- **What is asked**:
Copy the records from the line that has "Where can you find the rear wheel" through the end of the records, swapping "asphalt track" for "paved track" and keeping everything else the same.

---------- Supplied records

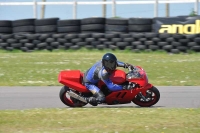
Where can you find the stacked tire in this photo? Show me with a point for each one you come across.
(116, 25)
(93, 25)
(68, 26)
(140, 25)
(5, 33)
(45, 28)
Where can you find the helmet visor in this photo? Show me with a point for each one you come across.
(111, 65)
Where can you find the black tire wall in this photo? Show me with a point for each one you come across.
(135, 34)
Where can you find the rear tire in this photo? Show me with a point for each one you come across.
(69, 101)
(153, 96)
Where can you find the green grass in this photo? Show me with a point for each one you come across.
(100, 120)
(42, 68)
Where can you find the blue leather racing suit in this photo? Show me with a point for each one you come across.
(98, 72)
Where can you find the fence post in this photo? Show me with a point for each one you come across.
(114, 8)
(196, 6)
(74, 9)
(156, 8)
(35, 9)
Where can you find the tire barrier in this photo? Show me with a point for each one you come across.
(136, 34)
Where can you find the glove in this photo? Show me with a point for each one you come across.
(128, 86)
(126, 65)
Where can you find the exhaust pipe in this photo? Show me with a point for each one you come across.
(76, 96)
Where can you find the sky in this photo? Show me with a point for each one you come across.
(85, 11)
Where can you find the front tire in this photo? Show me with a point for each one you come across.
(68, 100)
(152, 96)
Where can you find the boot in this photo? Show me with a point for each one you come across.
(91, 100)
(98, 98)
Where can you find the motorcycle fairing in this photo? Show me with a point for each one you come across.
(72, 79)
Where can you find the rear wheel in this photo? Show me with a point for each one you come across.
(68, 100)
(152, 97)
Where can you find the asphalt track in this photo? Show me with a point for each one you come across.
(19, 98)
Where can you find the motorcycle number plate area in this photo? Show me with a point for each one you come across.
(118, 77)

--------------------

- **Output of the task**:
Where can you find the rear wheel in this photo? Show me with a point for each one you come across.
(68, 100)
(152, 97)
Where can you find the paved track in this photo? Show me with a point for each one you come across.
(19, 98)
Where can you find the motorcycle number plate area in this photo? Show me with a point for each one you come across.
(118, 77)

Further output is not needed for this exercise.